» What the task requires
Reproduce every line of the listing below verbatim, adding, dropping, or changing nothing.
begin Supplied material
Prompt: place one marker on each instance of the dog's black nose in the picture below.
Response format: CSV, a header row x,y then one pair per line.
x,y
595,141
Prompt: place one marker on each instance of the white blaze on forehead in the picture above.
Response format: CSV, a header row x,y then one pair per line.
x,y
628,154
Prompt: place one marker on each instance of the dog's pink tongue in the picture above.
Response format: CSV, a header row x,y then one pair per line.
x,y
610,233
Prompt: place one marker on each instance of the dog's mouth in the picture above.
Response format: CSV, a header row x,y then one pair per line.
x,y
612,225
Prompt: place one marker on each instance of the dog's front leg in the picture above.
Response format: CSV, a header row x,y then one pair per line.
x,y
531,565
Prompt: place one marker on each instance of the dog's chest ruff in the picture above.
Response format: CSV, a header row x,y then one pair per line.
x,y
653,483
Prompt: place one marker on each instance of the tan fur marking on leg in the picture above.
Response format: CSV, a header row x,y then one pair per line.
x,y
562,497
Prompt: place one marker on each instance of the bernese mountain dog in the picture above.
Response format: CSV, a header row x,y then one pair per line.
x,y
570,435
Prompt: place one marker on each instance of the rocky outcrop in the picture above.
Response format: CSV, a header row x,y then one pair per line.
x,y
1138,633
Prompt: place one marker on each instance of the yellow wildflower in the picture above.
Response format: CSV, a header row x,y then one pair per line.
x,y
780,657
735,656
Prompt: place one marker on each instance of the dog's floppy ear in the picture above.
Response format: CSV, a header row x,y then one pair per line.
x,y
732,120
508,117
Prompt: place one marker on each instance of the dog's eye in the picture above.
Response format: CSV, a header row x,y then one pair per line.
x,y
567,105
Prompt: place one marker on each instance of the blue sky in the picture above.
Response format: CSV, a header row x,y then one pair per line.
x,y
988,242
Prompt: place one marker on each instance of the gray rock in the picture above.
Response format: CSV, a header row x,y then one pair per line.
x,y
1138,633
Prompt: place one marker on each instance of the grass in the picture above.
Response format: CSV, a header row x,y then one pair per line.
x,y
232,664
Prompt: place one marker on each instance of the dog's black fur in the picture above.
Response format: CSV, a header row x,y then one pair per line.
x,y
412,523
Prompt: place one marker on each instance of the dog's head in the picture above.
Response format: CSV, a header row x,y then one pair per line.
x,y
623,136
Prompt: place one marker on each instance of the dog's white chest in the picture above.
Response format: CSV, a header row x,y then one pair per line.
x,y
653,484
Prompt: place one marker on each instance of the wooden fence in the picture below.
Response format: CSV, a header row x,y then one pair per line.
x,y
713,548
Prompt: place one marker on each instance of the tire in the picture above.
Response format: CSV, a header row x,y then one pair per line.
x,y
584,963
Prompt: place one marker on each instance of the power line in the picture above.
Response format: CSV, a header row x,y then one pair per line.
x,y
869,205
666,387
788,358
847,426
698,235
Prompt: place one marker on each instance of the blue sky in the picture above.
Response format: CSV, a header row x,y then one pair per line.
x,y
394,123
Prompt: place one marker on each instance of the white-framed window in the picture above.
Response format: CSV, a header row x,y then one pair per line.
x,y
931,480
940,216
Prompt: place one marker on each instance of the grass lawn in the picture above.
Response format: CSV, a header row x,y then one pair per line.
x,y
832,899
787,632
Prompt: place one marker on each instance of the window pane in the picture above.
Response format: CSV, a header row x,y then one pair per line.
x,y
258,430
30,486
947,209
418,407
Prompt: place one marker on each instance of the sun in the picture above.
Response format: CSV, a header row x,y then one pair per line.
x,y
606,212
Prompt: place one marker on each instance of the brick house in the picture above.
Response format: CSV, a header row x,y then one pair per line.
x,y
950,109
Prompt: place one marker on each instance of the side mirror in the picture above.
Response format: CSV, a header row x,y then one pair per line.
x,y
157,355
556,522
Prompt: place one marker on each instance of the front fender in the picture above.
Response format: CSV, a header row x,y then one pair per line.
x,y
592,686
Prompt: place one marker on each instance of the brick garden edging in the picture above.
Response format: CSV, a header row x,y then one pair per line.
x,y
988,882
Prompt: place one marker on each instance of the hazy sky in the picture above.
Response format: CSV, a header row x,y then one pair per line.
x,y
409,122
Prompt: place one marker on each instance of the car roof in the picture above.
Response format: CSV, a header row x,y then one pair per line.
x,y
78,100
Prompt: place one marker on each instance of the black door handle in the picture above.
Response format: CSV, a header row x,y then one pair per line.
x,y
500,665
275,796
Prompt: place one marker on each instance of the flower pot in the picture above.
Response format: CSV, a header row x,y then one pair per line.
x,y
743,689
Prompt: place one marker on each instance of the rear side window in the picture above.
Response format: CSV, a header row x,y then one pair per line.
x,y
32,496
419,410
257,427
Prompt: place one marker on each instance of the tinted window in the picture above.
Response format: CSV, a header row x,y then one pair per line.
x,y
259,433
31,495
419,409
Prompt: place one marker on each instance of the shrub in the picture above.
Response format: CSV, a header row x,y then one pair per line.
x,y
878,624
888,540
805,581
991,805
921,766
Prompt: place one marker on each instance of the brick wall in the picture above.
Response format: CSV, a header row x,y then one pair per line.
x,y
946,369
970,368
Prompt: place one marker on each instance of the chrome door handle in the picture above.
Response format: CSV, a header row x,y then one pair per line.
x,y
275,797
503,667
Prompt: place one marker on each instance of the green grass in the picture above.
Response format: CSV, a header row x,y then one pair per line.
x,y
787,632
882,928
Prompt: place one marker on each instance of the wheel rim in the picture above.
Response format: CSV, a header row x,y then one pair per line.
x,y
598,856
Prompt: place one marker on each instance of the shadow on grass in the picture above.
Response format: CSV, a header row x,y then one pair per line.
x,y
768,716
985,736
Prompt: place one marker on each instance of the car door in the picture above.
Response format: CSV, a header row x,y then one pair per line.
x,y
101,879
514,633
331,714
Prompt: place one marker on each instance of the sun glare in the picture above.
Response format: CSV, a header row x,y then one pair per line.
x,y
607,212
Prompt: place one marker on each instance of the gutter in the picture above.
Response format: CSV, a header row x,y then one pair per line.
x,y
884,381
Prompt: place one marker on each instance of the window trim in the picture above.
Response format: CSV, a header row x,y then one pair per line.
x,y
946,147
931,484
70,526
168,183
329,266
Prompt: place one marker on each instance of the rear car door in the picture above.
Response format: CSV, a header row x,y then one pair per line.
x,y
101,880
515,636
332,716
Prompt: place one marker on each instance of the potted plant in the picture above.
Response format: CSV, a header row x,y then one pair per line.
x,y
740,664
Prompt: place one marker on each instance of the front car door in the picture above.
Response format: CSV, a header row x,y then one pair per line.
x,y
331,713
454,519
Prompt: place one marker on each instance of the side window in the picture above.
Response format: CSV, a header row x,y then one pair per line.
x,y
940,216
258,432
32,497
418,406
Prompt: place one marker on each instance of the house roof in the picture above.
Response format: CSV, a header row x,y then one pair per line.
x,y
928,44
end Supplied material
» Finished answer
Prompt: place one marker on each instance of the dog's black nose in the picture below.
Response format: CSV, a header row x,y then one pair per line.
x,y
595,141
Prompt: place one marker on each instance of the white blaze on forehead in the picture above.
Response format: CSV, a header row x,y then one pair per line.
x,y
628,154
Prompt: place one marker on each instance of the dog's pink tongue in the picture above.
Response format: CSV, a header row x,y then one pair per line.
x,y
610,233
Prompt: place one marker on each instance of the dog's mouth in the picture above.
Response format: CSV, a header row x,y then one pair per line.
x,y
612,225
Prompt: place one marker on each instance of the dog's front leg in the picture above.
Response format: CSV, a header row x,y then one pair per line.
x,y
531,565
Prompt: place one marker on each instance of the dog's chest ruff in the picture above.
Response format: CSV, a header row x,y then one pair per line.
x,y
653,483
Prompt: place one marker on each instance of the tan fur marking on leg in the picture above.
Response format: CSV, a header row x,y then one pair per line.
x,y
562,497
Prompt: place one marker on each instance of the bernese mountain dog in the picture above.
Response format: CSV, a header row x,y then one pair per line.
x,y
570,435
Prompt: place one marker on each instance of the rocky outcrop in the picture above.
Response format: CSV, a header row x,y then one pair per line.
x,y
1138,633
Prompt: place one marker on each instance of the yellow wildflower in the picture above.
Response format: CSV, a header row x,y then one pair per line.
x,y
780,657
735,656
Prompt: place one marker on each instance of the dog's floppy ear in the picture above.
Response format: CSV, a header row x,y then one pair per line.
x,y
732,120
508,117
Prompt: place one marker on each instance of the dog's eye in the picture above.
Response format: CSV, a header row x,y then one pair per line.
x,y
567,105
Prompt: place one marker on each instance of the blue sky in the picture above.
Response format: CSV, a header row x,y then one pair per line.
x,y
988,242
Prompt: place one marker on each instance of the gray rock in the picture above.
Response format: CSV, a header row x,y then one pair per line.
x,y
1138,633
Prompt: place one marker on each instance of the grass in the picture above.
Response format: CSV, a header row x,y then one pair per line.
x,y
232,664
Prompt: place one marker on each instance of the dog's black fur in the picture above.
Response format: CSV, a header row x,y then one pair per line.
x,y
412,523
Prompt: place one marker on each instance of the dog's head in the picture above.
Response format: CSV, a header row x,y then one pair per line.
x,y
623,136
Prompt: place one marker on each instance of the dog's white chest in the picture above.
Response format: CSV, a header row x,y then one pair per line.
x,y
653,484
Prompt: place one marker on each instance of the wooden fence in the picture below.
Response format: CSV, a header row x,y then one pair per line.
x,y
713,548
Prompt: place one marker on each instance of the tire in the picture above.
Response format: CSV, a header row x,y then one pair per line.
x,y
584,963
Prompt: place one marker on each instance of the power line in the picture above.
Response format: CSV, a header row x,y then one pair per line.
x,y
869,205
666,387
788,358
847,426
698,235
Prompt: place one marker on each instance of the blue sky in the picture above.
Response format: CSV, a header row x,y then one pair per line.
x,y
394,123
Prompt: place one marker on each instance of the white-framed window in the picture above.
Response format: CSV, a header row x,y then one pair per line.
x,y
931,480
940,216
Prompt: place one marker on each instance of the grass lawn in the picture above.
Response format: CSV, a header row x,y then one pair per line.
x,y
832,899
787,632
Prompt: place one marker on each instance of the window pane in the picture above.
Response format: CSV, a header row x,y then one pair per line.
x,y
258,430
30,486
947,209
418,407
Prompt: place one marker on each instance of the sun in the picture above.
Response format: CSV, a header row x,y then one pair per line.
x,y
606,212
Prompt: place one marker on each instance of the brick house in the picture above.
Response format: CSV, a header row x,y then one pair per line.
x,y
950,109
Prompt: place one marker on each instance of the side mirror in the picture above.
Response format: CSV, a header row x,y then one pair per line.
x,y
157,355
556,522
Prompt: place one marker on each instance of the front fender in the picture above.
Response format: CSV, a header row x,y then one pair per line.
x,y
592,686
Prompt: place one marker on each instance of the brick garden edging in the picture above.
Response format: CSV, a header row x,y then one pair per line.
x,y
988,882
Prompt: place one marker on each instance of the hazy sky in the picture above.
Response format: CSV, a header row x,y then one pair per line.
x,y
409,122
Prompt: place one marker on each instance of the car roof in the picture above.
Response format: CSV, a header row x,y then one pair per line.
x,y
78,100
Prompt: place one marker on each instance of the black door handle in the picture above.
Response format: CSV, a header row x,y then one pair per line.
x,y
500,665
275,796
Prompt: place one marker on each instance of the flower pot in the picture above.
Response format: CSV, a header row x,y then one pair per line.
x,y
743,689
Prompt: place one marker on each instance of the rear side window in the picture above.
Response format: CSV, a header row x,y then one pair per line.
x,y
32,496
419,410
257,427
Prompt: place one marker on each instance of the tinted window in the picture above.
Response format: CSV, a header row x,y then one pair per line.
x,y
259,433
31,495
419,409
Prompt: place one marker on each instance of the shrub in the picture above.
Response format: CSV, a header row x,y then one pair per line.
x,y
878,624
888,540
805,581
991,805
921,766
Prompt: place one marker on each instance of the brick wall in the picture above.
Response format: CSV, a header row x,y then one pair per line.
x,y
946,369
970,368
Prompt: place one marker on each instance of the chrome door handle in the picture above.
Response format: CSV, a header row x,y then one pair per line.
x,y
275,797
503,667
Prompt: place one marker on each instance of the green grass in the picture above.
Response format: CSV, a header row x,y then one pair per line.
x,y
787,632
882,928
Prompt: place one marker on each instance of the wheel rim in the picture above.
Response format: CSV, a header row x,y then one pair per line.
x,y
598,856
Prompt: place one marker on each instance of the shadow on grass in the picture above.
Response format: CSV, a header row x,y then one pair per line.
x,y
768,716
985,736
Prompt: place one marker on each instance of the car door in the picture above.
Response format: CSV, a header row x,y then one pair per line.
x,y
101,879
514,633
331,714
Prompt: place one marker on each instance of the sun glare in the picture above.
Response format: CSV, a header row x,y then one pair per line.
x,y
607,212
Prompt: place one marker on each instance of the gutter in the picture above.
Response format: CSV, a header row x,y then one pair per line.
x,y
884,381
Prompt: place one marker on each instance of the window trim in the picture above.
Response format: CSV, a header row x,y then one pair per line.
x,y
946,147
931,484
70,526
168,183
329,266
Prompt: place one marker on each instance of the rear car door in the picture above.
Response format: CSV, a header row x,y then one pair per line.
x,y
101,880
515,636
332,716
Prompt: place one marker on each instance of the potted plant in the picture above.
Response format: CSV, a header row x,y then one pair per line.
x,y
740,664
Prompt: place one marker on each instance of the front car door in the picture above.
Response format: CSV, a header row x,y then one pair per line.
x,y
331,713
454,519
Prompt: place one marker on each instance of the side window in the picture above.
Response format: CSV, a header row x,y then one pair per line.
x,y
940,216
258,432
32,497
418,406
Prompt: place one marker on each instance of the house roof in the picture above.
Response format: CSV, a header row x,y then one pair per line.
x,y
928,44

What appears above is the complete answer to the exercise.